# [What this task involves]
Emit the line that holds "Where is the wrecked" and all lines following it through the end of the data, verbatim, and nothing else.

Saved data entries
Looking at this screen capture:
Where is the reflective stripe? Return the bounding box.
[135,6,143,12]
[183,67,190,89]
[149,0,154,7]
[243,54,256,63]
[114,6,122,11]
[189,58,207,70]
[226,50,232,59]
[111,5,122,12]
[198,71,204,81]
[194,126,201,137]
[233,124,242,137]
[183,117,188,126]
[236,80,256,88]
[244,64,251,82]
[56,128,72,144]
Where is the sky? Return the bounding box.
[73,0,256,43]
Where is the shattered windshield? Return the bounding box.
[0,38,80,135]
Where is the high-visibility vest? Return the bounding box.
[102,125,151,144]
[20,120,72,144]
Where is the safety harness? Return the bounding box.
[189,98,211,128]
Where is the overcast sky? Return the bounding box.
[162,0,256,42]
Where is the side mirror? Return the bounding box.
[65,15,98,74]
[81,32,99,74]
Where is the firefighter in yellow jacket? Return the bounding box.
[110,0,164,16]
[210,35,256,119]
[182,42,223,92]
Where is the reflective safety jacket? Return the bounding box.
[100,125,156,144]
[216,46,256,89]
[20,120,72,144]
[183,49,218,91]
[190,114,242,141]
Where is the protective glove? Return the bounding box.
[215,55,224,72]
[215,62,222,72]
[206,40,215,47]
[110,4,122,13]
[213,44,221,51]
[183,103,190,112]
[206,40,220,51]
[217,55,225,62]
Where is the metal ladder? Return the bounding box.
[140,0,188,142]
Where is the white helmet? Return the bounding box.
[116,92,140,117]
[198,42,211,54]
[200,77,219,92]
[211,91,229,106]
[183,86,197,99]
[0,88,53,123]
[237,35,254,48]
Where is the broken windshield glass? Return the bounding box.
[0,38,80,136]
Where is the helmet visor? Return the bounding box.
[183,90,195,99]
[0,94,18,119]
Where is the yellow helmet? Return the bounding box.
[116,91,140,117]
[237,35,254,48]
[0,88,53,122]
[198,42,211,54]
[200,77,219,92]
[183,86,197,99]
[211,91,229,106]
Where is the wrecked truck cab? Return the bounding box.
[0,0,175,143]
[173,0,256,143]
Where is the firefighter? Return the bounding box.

# [Response below]
Where is the wrecked truck cab? Return the bounding box.
[0,0,175,143]
[173,0,256,143]
Where is the firefighter? Return the bounding box.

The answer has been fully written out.